◆ ACTIONS TO TAKE ◆
1) According to the interview transcript, which federal appeals court affirmed the preliminary injunction in the Arkansas case?
2) Quote the interview transcript between "KENDALL [00:15:41] Right." and "is Title 42?", inclusive.
3) Write what comes next in the interview transcript.

◆ SELECTED PASSAGE ◆

== Segment start ==

KENDALL [00:12:21] Thank you so much for that overview. I want to touch on a couple of the things that you highlighted. One being you mentioned that last year, Texas Attorney General Ken Paxton issued an opinion that stated providing gender affirming health care to transgender adolescents constitutes as child abuse, and then Governor Greg Abbott of Texas directed the State Department of Family and Protective Services to investigate for child abuse anyone who provided such care to trans youth. The ACLU, ACLU of Texas immediately got to work challenging this pursuit under state law. This to me represents, this victory that we had represents something I think that we’re seeing also in other states across the country. We’re seeing variations of this kind of anti-LGBTQ, anti-trans sentiment, whether that be in sports bans or in health care bans. What do you expect us to see come out of this case and where do you think the rest of, you know, we were just arguing a case in Arkansas about trans health care. What do you think is on the horizon for us in the new year?

DAVID [00:13:45] Well, I think this is like the effort to go after critical race theory. This is another wedge issue that the Republicans have, you know, have decided they can, you know, gain political traction on by targeting people who don’t have a lot of political power. And we’ve been successful in courts in enjoining these laws because they’re so often completely unjustified where they have no, you know, medical or health based support. They contravene the advice of the medical establishment. And so, yeah, I mean, as you as you pointed out, we just finished closing arguments in Arkansas and a challenge to a ban on gender affirming care for youth there. And we’ve already, in that case, obtained a preliminary injunction, got that preliminary injunction in Arkansas affirmed by the Eighth Circuit, which is one of the most conservative courts of appeal, federal courts of appeals in the country. They denied the state’s petition for rehearing on bond. You know, we’re now, I think, likely to get a victory, permanent injunction victory in the district court, which will then be appealed. But I think this is a campaign that is based on ignorance. It is based on phobia and it’s based on animus. And when, you know, when you go to court and the other side has to put up something other than ignorance, animus and phobia and actually has to put on facts, we win. And so, you know, we will continue to fight in the legislatures and in the courts. And so we’ve made it one of our priorities to try to basically extend equal dignity to all people regardless of their gender identity.

KENDALL [00:15:41] Right. Okay. I want to move on to another issue area. We have some news on immigrant rights, particularly with what’s going on with Title 42. So first, before we get to the news, can you just give us a reminder, what is Title 42?

DAVID [00:16:02] So Title 42 is a provision that allows the invocation of a public health emergency as a justification to stop people from coming across the border. And Donald Trump invoked it during COVID as one of the many, many excuses that he used to block immigration at the southern border in particular. And when he announced it, we immediately challenged it first on behalf of kids coming in seeking asylum. That is not just any kid, but kids coming in who had a credible claim that they would be persecuted for their political views or the political views of their parents if they were sent back to the country from which they came. And Trump was just turning them around on the basis of Title 42. And we got a preliminary injunction with respect to kids. We expanded that to families. It went up on appeal or we won on appeal on a preliminary injunction, and we recently won a permanent injunction in the trial court. And that’s necessary because even though Trump put this in place and even though the, you know, the COVID emergency has pretty much dissipated, I mean, not that COVID is not around, but it’s no longer an emergency. The Biden administration has not yet, you know, been willing to lift the program. So we’ve had to fight for it in the courts, and we have and we’ve prevailed at every step of the way, most recently with a permanent injunction the week before Thanksgiving. Hugely important because it was sort of a barrier to anyone being able to seek refuge here in this country, coming from across the southern border.

== Segment end ==

◆ RECORDED DATA ◆

== Segment start ==

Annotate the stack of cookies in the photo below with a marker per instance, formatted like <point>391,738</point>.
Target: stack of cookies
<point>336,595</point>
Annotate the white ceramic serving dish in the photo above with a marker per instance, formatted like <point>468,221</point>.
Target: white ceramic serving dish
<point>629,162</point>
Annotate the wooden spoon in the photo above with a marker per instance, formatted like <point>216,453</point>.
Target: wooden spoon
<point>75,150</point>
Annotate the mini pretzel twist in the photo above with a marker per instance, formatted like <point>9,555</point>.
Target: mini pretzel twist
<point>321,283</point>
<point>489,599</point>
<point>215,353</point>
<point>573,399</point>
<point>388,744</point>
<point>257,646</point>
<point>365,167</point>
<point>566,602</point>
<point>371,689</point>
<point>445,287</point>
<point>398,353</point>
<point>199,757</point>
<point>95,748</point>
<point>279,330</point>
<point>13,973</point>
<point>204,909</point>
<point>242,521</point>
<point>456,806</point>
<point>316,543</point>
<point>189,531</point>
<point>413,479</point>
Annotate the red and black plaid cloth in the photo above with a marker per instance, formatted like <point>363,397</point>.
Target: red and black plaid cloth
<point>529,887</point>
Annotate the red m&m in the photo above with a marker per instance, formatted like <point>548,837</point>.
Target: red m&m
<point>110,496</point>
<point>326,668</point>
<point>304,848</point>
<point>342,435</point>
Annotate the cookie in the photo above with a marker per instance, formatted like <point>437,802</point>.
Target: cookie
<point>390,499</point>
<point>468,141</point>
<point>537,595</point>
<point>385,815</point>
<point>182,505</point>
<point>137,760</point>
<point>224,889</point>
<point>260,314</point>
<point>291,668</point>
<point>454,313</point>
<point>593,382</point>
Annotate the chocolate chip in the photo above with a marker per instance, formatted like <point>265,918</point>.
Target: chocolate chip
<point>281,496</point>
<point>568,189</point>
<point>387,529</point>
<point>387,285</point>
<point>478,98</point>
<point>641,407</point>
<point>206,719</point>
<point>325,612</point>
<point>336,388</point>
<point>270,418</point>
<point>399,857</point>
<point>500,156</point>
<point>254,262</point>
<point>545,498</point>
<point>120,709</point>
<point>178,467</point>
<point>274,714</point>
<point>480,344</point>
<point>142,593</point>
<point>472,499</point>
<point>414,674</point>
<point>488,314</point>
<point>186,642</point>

== Segment end ==

◆ RESPONSES TO THE TASKS ◆
1) The Eighth Circuit.

2)
KENDALL [00:15:41] Right. Okay. I want to move on to another issue area. We have some news on immigrant rights, particularly with what’s going on with Title 42. So first, before we get to the news, can you just give us a reminder, what is Title 42?

3)
KENDALL [00:17:58] I want to shift again to our victory in Arizona with prisoner rights. So in Jensen versus Shinn, we challenged conditions in Arizona’s ten state-operated prisons. After a three week trial, a district judge found that prisoners’ constitutional rights were violated as they were not even given remotely adequate medical or mental health care. This decision affected close to 27,000 people. I think that is amazing and that is something that I feel like we don’t necessarily hear as much about these victories.

DAVID [00:18:38] Yeah. So I think, you know, one of the real unsung heroes within the ACLU is the National Prison Project, which is, has been around for a long time, has been a project within the ACLU, I don’t know probably 40 years or something, maybe even more, quietly going about the business of advocating on behalf of the most vulnerable people in this country, people who are behind bars, people who everybody wants to sort of just forget about. We don’t care about them. If we care about them, we just write them off as criminals and they deserve whatever they get and they have no political power. This is not something that it’s easy to raise money to do to advocate on behalf of prisoners. But we’ve been committed to it for a long, long time. And this Arizona case is an example, right, where we filed the lawsuit that is going to improve conditions for, you know, 27,000 people for conditions with respect to, you know, basic health and mental health treatment in those prisons. You know, it will lead to a massive relief order and real oversight and monitoring to make sure that we, you know, treat people as human beings, even when they have been locked up. But the National Prison Project at the ACLU particularly, you know, the sort of importance of that project to our work and to the, you know, the protection of people behind bars, I think became most clear during the pandemic.

KENDALL [00:20:15] Yeah.

DAVID [00:20:15] Well, yeah. When I mean, you know, just in the worst place you can be in COVID in the early goings was in a prison. I mean, talk about a congregate care facility. And there were no protections. And so, you know, we really focused on filing suits in as many big jail and prison systems around the country and in many of those places, obtained victories that either in some instances required significant releases of people because the prisons simply could not, at the levels of the population within the prison, could not provide for safe facilities. And so they had to reduce the number. And in other places, we got court orders that required the prisons to essentially follow CDC guidelines and protect people in prisons in the same way that many states were requiring people be protected outside of prison. You know, you get sent to prison, you’re not supposed to, it’s not a death sentence but in COVID, it often was. So, you know, it’s always been a very effective project. And one of the things about prison work is because it doesn’t get a lot of attention, doesn’t get a lot of headlines, doesn’t get a lot of, you know, financial support, there aren’t that many organizations across the country that do this work. And the National Prison Project really is, you know, a national leader in this critical area.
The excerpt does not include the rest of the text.